Copy the complete listing word for word, but do not carry over any images.

(Supplied entries)

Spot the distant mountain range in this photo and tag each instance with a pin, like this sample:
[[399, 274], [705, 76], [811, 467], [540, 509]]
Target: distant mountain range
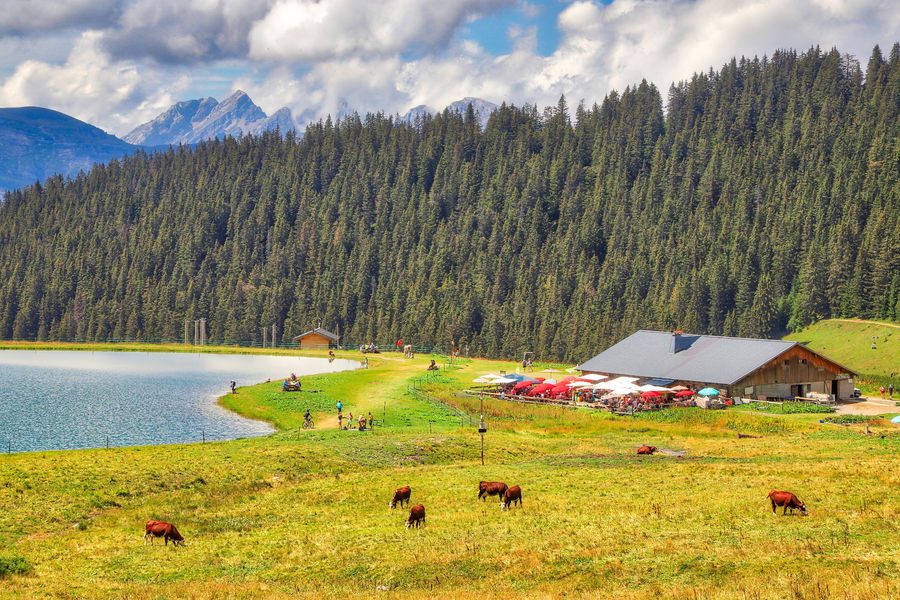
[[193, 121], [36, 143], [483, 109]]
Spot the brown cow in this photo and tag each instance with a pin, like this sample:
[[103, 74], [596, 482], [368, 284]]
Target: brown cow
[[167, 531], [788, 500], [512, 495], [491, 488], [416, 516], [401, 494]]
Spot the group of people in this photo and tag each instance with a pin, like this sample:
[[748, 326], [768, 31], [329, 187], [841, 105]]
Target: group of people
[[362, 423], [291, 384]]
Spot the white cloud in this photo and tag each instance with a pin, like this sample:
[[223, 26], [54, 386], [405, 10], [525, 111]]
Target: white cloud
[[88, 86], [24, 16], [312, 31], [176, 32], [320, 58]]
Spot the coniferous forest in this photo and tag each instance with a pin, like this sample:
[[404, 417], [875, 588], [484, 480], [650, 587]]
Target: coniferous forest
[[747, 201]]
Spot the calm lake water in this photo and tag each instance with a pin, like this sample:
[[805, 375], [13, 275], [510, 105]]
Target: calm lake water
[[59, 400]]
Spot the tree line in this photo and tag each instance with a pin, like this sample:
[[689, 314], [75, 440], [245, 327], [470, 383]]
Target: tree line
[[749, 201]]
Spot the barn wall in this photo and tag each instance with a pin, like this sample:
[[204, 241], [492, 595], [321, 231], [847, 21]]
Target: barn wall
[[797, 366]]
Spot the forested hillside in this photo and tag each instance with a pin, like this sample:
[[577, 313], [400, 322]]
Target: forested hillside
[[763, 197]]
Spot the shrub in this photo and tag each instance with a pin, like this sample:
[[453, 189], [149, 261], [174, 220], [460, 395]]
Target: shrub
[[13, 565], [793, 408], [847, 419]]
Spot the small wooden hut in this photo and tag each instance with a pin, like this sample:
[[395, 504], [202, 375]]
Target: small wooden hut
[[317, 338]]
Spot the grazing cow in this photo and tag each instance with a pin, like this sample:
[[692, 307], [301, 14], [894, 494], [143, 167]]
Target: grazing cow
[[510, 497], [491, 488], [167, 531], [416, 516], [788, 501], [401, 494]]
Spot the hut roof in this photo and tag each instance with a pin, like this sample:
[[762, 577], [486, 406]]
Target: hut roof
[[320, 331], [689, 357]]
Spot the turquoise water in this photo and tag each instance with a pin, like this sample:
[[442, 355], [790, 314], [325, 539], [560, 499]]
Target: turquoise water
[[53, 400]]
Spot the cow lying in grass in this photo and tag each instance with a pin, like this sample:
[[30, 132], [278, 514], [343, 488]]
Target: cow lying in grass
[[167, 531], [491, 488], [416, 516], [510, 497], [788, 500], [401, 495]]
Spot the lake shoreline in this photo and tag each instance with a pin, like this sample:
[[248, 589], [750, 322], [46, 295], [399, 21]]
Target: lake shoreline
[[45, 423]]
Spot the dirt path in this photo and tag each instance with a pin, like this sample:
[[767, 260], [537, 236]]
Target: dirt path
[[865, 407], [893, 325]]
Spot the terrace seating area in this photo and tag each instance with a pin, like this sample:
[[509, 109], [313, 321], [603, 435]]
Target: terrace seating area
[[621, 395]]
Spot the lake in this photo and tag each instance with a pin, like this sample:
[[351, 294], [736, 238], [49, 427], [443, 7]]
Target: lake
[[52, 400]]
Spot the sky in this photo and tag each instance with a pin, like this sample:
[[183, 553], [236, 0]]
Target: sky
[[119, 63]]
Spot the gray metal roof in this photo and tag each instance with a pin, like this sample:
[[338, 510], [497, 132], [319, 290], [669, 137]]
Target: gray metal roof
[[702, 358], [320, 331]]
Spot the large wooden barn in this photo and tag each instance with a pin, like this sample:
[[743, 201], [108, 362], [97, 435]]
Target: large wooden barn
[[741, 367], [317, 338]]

(End Supplied entries)

Output of the task:
Spot the distant mountain range in this photo and tag each instance with a pin, like this sample:
[[399, 274], [705, 76], [811, 467], [540, 509]]
Target: distant mountain range
[[193, 121], [36, 143], [483, 109]]
Spot the brown cow in this photo and tag each instance with a pin, like this sample:
[[103, 74], [596, 482], [368, 284]]
Target: brown cow
[[167, 531], [788, 500], [512, 495], [491, 488], [416, 516], [401, 494]]
Spot the group of people in this photo and tag each instance with a pin, like this sample:
[[748, 326], [768, 31], [329, 187], [841, 105]]
Target: group of people
[[362, 423], [291, 384]]
Spot the white cloud in this photo and tag each instance with a pin, like this sample:
[[223, 26], [54, 386], [405, 10], [525, 111]]
Target: white cloud
[[88, 86], [24, 16], [312, 31], [176, 32], [320, 58]]
Spot the coniferous forest in this photo and tag each instance with a pin, like this sample:
[[404, 417], [875, 588], [484, 480], [650, 587]]
Target: coniferous forest
[[747, 201]]
Spot the calm lake water in this photo and tag each instance with a pin, like this sample:
[[805, 375], [13, 275], [510, 105]]
Target: calm lake water
[[59, 400]]
Spot the tree line in this photo and tag each instance with a pin, like this sample:
[[689, 314], [75, 440], [245, 327], [470, 383]]
Target: tree line
[[749, 201]]
Spot the barn wall in this photo and tag each instance with a pin, like this sample:
[[204, 241], [492, 595], [321, 231], [847, 21]]
Target: barn wall
[[797, 366]]
Spot the forested hillside in this photo and tag each instance with a pin, like this sample:
[[577, 313], [400, 322]]
Target: forested hillside
[[763, 197]]
Spot the shrub in this photo and tag each instance with a pin, like this sample:
[[453, 189], [149, 261], [174, 220], [460, 395]]
Target: shrub
[[13, 565], [793, 408], [847, 419]]
Spot the small wooden hut in this photo and tag each instance with a pin, like this sample:
[[395, 504], [202, 375]]
Target: small wooden hut
[[317, 338]]
Spot the grazing cow in this photo and tag each instance with a pin, like this sample:
[[692, 307], [301, 14], [894, 494], [143, 167]]
Target: grazing cow
[[510, 497], [491, 488], [167, 531], [416, 516], [788, 501], [401, 494]]
Spot the hut roof in this photo and tag each instance with a pin, like this sample:
[[762, 577], [486, 406]]
Target: hut roof
[[320, 331], [689, 357]]
Spot the turquoise water in this photo and tag each instance with a pin, like this sample:
[[442, 355], [790, 314], [325, 539], [560, 499]]
Target: turquoise water
[[53, 400]]
Spot the cow lying in grass in this photo and tag each instance with a pin, like this sample:
[[30, 132], [278, 514], [343, 488]]
Target: cow lying in grass
[[167, 531], [491, 488], [416, 516], [510, 497], [788, 500], [401, 495]]
Spot the lake shoreline in this photo and tag each instance with a pin, like this sample:
[[248, 589], [750, 322], [46, 295], [399, 21]]
Target: lake shoreline
[[45, 423]]
Spot the dirt path in this photo and tag each instance with a pin, like this sample:
[[767, 260], [537, 236]]
Target: dirt path
[[865, 407], [893, 325]]
Spot the terrace seating area in this photo and tag each instance with a pin, like this sample:
[[509, 109], [313, 321], [603, 435]]
Target: terrace seating area
[[621, 395]]
Spot the lake in this photo and tag each instance with a pin, like this sample:
[[351, 294], [736, 238], [49, 427], [443, 7]]
Target: lake
[[52, 400]]
Spot the sky in this photo and tag each instance with a pin, like this sample:
[[183, 553], [236, 0]]
Target: sky
[[119, 63]]
Spot the gray metal roof in this photo and tag each instance with a pin, like this sample:
[[338, 510], [497, 132], [319, 290], [669, 137]]
Target: gray metal roof
[[702, 358], [320, 331]]
Spot the large wooden barn in this photo and tag each instance with a pin, like this sample:
[[743, 201], [108, 362], [97, 435]]
Target: large wooden barn
[[741, 367], [317, 338]]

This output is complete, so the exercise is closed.